(Data records)
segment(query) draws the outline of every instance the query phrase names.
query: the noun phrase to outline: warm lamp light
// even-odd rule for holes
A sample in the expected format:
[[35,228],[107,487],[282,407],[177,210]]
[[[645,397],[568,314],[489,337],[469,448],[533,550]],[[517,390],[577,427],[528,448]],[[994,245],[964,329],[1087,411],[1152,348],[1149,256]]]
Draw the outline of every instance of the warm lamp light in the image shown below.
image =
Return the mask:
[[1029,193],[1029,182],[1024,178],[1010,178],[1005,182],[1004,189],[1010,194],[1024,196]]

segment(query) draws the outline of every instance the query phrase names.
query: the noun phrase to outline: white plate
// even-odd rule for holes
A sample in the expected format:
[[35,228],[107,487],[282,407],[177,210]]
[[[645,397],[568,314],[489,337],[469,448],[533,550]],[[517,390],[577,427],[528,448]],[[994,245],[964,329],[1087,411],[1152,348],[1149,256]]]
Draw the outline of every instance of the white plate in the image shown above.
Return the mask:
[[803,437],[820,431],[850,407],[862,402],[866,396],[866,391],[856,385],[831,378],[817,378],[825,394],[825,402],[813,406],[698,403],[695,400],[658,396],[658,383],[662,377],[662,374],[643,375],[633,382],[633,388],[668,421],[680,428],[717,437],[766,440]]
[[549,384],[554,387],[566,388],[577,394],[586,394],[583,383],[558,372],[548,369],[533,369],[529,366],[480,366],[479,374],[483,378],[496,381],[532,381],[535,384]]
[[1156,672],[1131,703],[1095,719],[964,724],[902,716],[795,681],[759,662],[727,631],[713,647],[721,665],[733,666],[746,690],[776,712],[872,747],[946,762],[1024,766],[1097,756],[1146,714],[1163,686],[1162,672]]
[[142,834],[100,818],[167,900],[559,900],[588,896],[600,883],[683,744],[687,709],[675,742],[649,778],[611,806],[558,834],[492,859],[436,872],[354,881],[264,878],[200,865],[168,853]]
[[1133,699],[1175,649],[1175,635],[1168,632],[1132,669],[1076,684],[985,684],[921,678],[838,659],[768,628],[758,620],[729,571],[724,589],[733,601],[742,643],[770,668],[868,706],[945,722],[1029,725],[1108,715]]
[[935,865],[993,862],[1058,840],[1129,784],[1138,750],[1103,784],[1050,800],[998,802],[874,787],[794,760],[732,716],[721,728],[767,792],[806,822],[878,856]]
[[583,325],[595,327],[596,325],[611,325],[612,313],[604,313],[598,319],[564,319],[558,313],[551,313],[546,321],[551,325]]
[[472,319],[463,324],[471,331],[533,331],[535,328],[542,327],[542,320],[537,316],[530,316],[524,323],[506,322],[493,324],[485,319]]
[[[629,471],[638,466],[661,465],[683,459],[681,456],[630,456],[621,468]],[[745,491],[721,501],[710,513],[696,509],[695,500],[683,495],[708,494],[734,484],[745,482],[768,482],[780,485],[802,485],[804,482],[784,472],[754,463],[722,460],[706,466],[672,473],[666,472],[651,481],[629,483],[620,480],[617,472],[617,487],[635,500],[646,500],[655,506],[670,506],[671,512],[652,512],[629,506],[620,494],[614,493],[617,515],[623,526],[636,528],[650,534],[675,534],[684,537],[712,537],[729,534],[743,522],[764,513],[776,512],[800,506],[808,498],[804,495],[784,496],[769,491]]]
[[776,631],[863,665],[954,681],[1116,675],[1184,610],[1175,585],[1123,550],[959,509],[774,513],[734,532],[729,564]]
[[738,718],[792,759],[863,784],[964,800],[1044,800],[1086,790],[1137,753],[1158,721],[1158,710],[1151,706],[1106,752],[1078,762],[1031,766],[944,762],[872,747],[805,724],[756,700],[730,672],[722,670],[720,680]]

## Activity
This exercise requires that all of the entries be repeated exactly.

## Worked solution
segment(query) draws the outline of every instance the query phrase names.
query: the noun phrase to outline: warm lamp light
// even-odd rule for holes
A sample in the expected format:
[[35,228],[107,487],[282,407],[177,210]]
[[[645,397],[568,314],[489,337],[469,448],[533,550]],[[517,390],[577,427],[528,448]],[[994,245],[964,329],[1087,411],[1152,348],[1149,256]]]
Draw the outline of every instance of the warm lamp light in the image shown below.
image =
Return the mask:
[[1029,193],[1029,182],[1024,178],[1010,178],[1005,182],[1004,189],[1010,194],[1024,196]]

segment(query) draws the outline of every instance the query phrase names.
query: the noun phrase to outline: white plate
// even-odd rule for holes
A sample in the expected format:
[[35,228],[107,487],[282,407],[177,210]]
[[[645,397],[568,314],[489,337],[469,448],[533,550]],[[517,390],[577,427],[528,448]],[[994,245],[964,329],[1087,411],[1152,348],[1149,256]]]
Draw the outline of every instance of the white plate in the image shown above.
Return the mask:
[[803,437],[820,431],[850,407],[862,402],[866,396],[866,391],[856,385],[831,378],[817,378],[825,394],[825,402],[813,406],[698,403],[695,400],[658,396],[658,383],[662,377],[662,374],[643,375],[633,382],[633,388],[668,421],[680,428],[717,437],[766,440]]
[[549,384],[554,387],[566,388],[577,394],[586,394],[583,383],[558,372],[548,369],[533,369],[529,366],[480,366],[479,374],[483,378],[496,381],[532,381],[535,384]]
[[1156,672],[1131,703],[1095,719],[964,724],[902,716],[795,681],[759,662],[727,631],[713,647],[721,665],[733,666],[746,690],[776,712],[872,747],[946,762],[1024,766],[1097,756],[1146,714],[1163,686],[1162,672]]
[[142,834],[100,818],[167,900],[559,900],[588,896],[600,883],[683,744],[687,709],[675,742],[649,778],[611,806],[558,834],[492,859],[436,872],[354,881],[264,878],[200,865],[168,853]]
[[1133,699],[1175,649],[1175,635],[1168,632],[1132,669],[1076,684],[985,684],[921,678],[838,659],[768,628],[758,620],[729,571],[724,589],[733,601],[742,643],[770,668],[868,706],[945,722],[1029,725],[1108,715]]
[[935,865],[993,862],[1058,840],[1129,784],[1138,750],[1103,784],[1050,800],[998,802],[874,787],[794,760],[732,716],[721,728],[767,792],[806,822],[878,856]]
[[583,325],[595,327],[596,325],[611,325],[612,313],[604,313],[598,319],[564,319],[558,313],[551,313],[546,321],[551,325]]
[[472,319],[463,324],[471,331],[533,331],[535,328],[542,327],[542,320],[537,316],[530,316],[524,323],[506,322],[493,324],[485,319]]
[[[629,471],[638,466],[661,465],[683,459],[681,456],[630,456],[621,468]],[[745,491],[721,501],[710,513],[696,509],[695,500],[683,495],[708,494],[734,484],[745,482],[768,482],[780,485],[802,485],[804,482],[784,472],[754,463],[722,460],[706,466],[672,473],[666,472],[651,481],[629,483],[620,480],[617,472],[617,487],[635,500],[646,500],[655,506],[670,506],[671,512],[652,512],[629,506],[620,494],[614,493],[617,515],[623,526],[636,528],[650,534],[675,534],[684,537],[712,537],[729,534],[743,522],[764,513],[776,512],[800,506],[808,498],[804,495],[784,496],[769,491]]]
[[776,631],[863,665],[954,681],[1116,675],[1184,610],[1175,585],[1123,550],[959,509],[774,513],[734,532],[729,564]]
[[738,718],[792,759],[863,784],[964,800],[1044,800],[1086,790],[1137,753],[1158,721],[1158,710],[1151,706],[1106,752],[1078,762],[1031,766],[944,762],[872,747],[805,724],[756,700],[730,672],[722,670],[720,680]]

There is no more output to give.